1.2.08

Kuriose Urteile und Recht rund um Karneval

Meistens feiern Narren und Jecken friedlich. Und wenn es Streit gibt, dann führt dies zu eher kuriosen Urteilen. Hier eine Auswahl von Entscheidungen zum Thema Karneval und Fasnacht.

Fliegende Kamellen & Co.
Kein Anspruch auf Schmerzensgeld nach einer Verletzung durch Pralinenschachtel bei einem Karnevalsumzug.
Das Amtsgericht Aachen stellte hierzu fest (Urteil vom 10.11.2005 - 13 C 250/05):
Es ist allgemein bekannt, dass bei Karnevalsumzügen von den Festwagen aus Gegenstände unter die Zuschauer geworfen werden. Dass hierdurch für die Zuschauer das Risiko besteht, von einem derartigen Gegenstand auch verletzt zu werden, kann auch dem Kläger nicht unbekannt geblieben sein. Wenn der Kläger gleichwohl als Zuschauer einen Karnevalsumzug ansieht, willigt er hierdurch konkludent in ein derartiges Verletzungsrisiko ein. Wenn der Kläger dann tatsächlich durch einen derart geworfenen Gegenstand verletzt wird, kann er daraus jedenfalls keine Schadensersatzansprüche ableiten.

> [Arbeitsaufträge]
1. Prüfen Sie, ob die folgenden Aussagen mit dem Textauszug über kuriose Karnevalsurteile übereinstimmen. Antworten Sie jeweils mit Ja oder Nein, und belegen Sie Ihre Antwort mit den entscheidenden Worten des Textes im genauen Wortlaut.
(a) Das Amtsgericht Aachen sprach dem Verletzten Schmerzensgeld zu.
(b) Die Entscheidung des Amtsgerichts Aachen erging am 10.11.2005.
(c) Narren und Jecken feiern meistens friedlich.
2. Schreiben Sie aus dem Textauszug über kuriose Karnevalsurteile die Passage von "Meistens feiern Narren" bis einschließlich "Karneval und Fasnacht." wortgetreu ab.

> [Beispiele zur Punktbeschriftung]
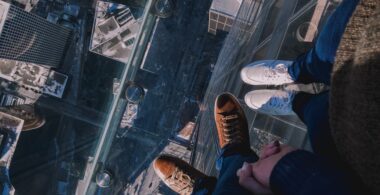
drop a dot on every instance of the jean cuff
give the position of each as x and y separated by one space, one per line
299 102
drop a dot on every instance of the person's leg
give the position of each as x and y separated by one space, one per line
313 110
316 64
231 159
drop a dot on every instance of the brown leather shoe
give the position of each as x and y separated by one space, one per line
176 174
230 120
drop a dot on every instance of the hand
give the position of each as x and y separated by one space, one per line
247 180
262 169
255 177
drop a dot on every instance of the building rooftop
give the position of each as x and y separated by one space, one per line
227 7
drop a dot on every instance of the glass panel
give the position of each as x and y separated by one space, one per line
91 92
272 19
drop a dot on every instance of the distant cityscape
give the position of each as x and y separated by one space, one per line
92 91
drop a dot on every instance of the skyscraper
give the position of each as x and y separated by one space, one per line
29 38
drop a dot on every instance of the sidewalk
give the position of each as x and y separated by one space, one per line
281 30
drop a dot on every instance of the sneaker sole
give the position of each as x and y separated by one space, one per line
244 77
239 106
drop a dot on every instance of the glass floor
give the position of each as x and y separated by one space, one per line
133 79
281 30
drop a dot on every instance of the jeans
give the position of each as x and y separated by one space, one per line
313 66
316 66
231 158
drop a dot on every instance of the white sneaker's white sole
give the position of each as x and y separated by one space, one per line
246 79
253 94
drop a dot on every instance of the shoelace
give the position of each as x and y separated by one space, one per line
230 124
274 73
280 101
181 180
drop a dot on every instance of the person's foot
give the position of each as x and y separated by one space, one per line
273 102
230 120
177 174
267 72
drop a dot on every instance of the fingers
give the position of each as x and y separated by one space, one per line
247 181
245 171
270 149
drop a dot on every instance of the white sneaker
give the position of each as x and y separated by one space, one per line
267 72
273 102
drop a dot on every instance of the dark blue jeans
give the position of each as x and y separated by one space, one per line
231 159
316 66
313 66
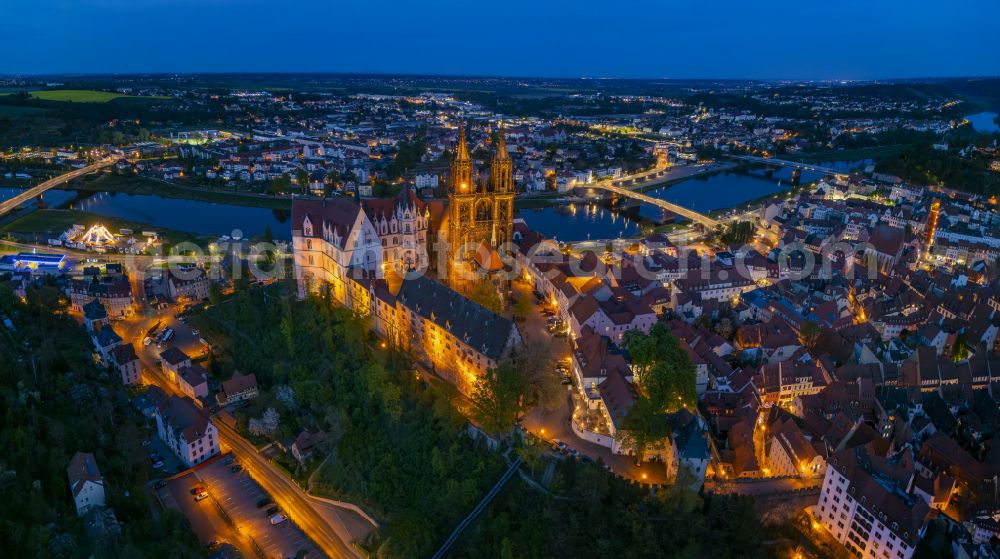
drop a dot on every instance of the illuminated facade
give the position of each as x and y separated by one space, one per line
480 215
334 243
402 224
456 337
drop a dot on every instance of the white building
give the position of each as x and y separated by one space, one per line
331 239
85 482
187 430
866 504
124 358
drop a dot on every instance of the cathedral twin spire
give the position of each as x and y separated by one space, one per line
501 169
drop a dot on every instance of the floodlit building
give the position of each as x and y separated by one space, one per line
85 482
866 504
186 429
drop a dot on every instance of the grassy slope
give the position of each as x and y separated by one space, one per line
141 185
82 96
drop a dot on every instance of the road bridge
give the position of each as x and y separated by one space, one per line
694 216
790 164
35 191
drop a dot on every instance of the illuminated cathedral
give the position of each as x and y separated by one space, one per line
480 218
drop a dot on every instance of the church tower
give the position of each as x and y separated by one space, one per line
480 217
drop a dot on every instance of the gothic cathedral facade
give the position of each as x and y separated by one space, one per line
480 217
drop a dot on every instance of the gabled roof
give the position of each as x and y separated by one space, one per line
107 337
81 469
123 354
183 417
173 355
95 310
472 324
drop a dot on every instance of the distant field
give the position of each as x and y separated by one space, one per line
83 96
14 111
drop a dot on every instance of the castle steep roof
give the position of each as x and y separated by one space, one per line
470 323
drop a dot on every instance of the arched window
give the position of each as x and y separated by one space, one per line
483 211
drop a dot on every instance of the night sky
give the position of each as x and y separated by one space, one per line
802 39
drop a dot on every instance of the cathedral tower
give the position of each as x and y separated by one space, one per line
480 217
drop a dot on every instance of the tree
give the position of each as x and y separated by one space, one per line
663 369
522 308
497 399
485 294
302 177
643 426
534 362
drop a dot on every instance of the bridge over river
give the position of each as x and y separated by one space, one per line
36 191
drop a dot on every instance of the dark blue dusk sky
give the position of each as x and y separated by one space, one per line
806 39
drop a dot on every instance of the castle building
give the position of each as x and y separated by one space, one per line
455 336
402 224
334 243
480 217
347 249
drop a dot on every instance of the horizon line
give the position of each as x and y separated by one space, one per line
85 74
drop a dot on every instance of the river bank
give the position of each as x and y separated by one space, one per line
110 182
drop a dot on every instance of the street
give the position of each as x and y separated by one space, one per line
286 493
555 423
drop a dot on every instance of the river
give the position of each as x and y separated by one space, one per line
984 122
573 222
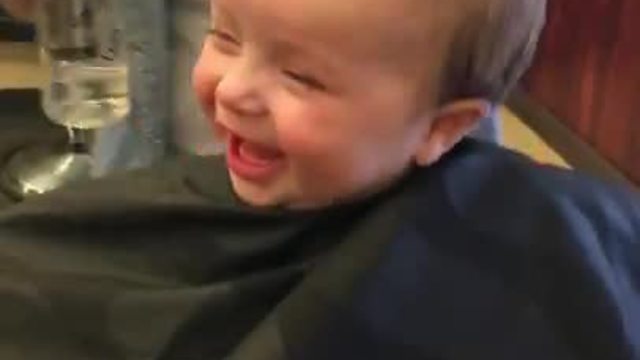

> [Lösungsübersicht]
1.
(a) Nein: „Kein Anspruch auf Schmerzensgeld nach einer Verletzung durch Pralinenschachtel bei einem Karnevalsumzug.“
(b) Ja: „Urteil vom 10.11.2005 - 13 C 250/05“
(c) Ja: „Meistens feiern Narren und Jecken friedlich.“

2.
Meistens feiern Narren und Jecken friedlich. Und wenn es Streit gibt, dann führt dies zu eher kuriosen Urteilen. Hier eine Auswahl von Entscheidungen zum Thema Karneval und Fasnacht.